> [EXERCISE PROMPT]
Would you give the data below back exactly as it reads?

> [DATA TO EXAMINE]

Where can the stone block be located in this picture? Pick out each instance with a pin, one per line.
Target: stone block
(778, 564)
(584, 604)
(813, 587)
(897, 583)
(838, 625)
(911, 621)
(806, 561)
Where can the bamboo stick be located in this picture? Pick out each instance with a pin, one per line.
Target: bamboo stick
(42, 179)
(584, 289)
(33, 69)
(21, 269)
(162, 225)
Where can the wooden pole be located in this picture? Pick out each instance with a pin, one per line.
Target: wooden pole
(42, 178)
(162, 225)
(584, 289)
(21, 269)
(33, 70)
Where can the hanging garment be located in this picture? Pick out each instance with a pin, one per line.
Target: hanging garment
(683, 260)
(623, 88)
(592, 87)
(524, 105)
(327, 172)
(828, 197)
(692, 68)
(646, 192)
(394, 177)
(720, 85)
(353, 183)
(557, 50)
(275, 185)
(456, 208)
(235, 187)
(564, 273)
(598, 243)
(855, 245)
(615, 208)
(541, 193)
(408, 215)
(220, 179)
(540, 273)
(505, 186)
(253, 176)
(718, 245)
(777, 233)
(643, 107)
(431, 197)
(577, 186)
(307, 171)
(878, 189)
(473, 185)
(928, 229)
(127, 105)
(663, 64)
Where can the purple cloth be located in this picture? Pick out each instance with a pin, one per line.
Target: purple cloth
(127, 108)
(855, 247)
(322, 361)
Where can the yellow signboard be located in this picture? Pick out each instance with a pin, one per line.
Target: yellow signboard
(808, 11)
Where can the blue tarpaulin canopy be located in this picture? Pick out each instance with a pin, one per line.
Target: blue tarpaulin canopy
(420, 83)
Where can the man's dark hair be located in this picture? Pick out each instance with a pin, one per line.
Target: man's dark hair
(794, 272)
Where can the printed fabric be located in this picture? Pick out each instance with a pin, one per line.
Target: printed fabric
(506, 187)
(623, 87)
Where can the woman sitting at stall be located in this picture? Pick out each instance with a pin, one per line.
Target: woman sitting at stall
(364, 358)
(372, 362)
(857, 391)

> [RESPONSE BOX]
Where can the stone block be located in this picture? Pick out each instance with a pin, one per line.
Target: stone block
(778, 564)
(584, 604)
(813, 587)
(897, 583)
(838, 625)
(911, 621)
(806, 561)
Where can the bamboo stick be located in this picture? Pick out each instance with a pin, one per line.
Target: bamboo stick
(42, 179)
(584, 289)
(33, 69)
(21, 269)
(162, 225)
Where can the wooden pole be located in this picture? Pick out each instance with a pin, one per line.
Target: wooden pole
(42, 178)
(162, 225)
(584, 289)
(21, 269)
(33, 70)
Where can the hanging garment be located in this picture? Pick out each instance with a pin, one per line.
Target: hanging garment
(683, 260)
(623, 88)
(592, 87)
(524, 105)
(327, 172)
(828, 197)
(692, 68)
(646, 192)
(394, 177)
(720, 85)
(353, 183)
(557, 50)
(275, 185)
(456, 208)
(235, 187)
(564, 273)
(598, 243)
(855, 245)
(615, 208)
(541, 193)
(408, 215)
(220, 179)
(540, 273)
(505, 186)
(253, 176)
(718, 245)
(777, 233)
(643, 107)
(431, 197)
(577, 186)
(307, 171)
(878, 189)
(473, 185)
(928, 229)
(127, 105)
(663, 64)
Where can the purple cloth be located in this picture? Pick out each instance with a pin, one per line.
Target: purple cloth
(127, 108)
(855, 247)
(322, 361)
Where can the yellow signboard be located in this picture? Pick out each instance with a pin, one per line.
Target: yellow signboard
(808, 11)
Where can the blue tarpaulin canopy be located in this picture? Pick out each instance with a pin, one per line.
Target: blue tarpaulin canopy
(420, 83)
Where can the man's dark hair be located in this picture? Pick out each instance with a pin, one per line.
Target: man's dark hair
(794, 272)
Where can the printed fabric be located in this picture? Pick out each instance with a pin, one per line.
Target: printed fabric
(506, 187)
(623, 87)
Where can the woman sitting at stall be located in this picture? Pick out each instance with a pin, one per line.
Target: woman sitting at stall
(364, 358)
(372, 362)
(857, 391)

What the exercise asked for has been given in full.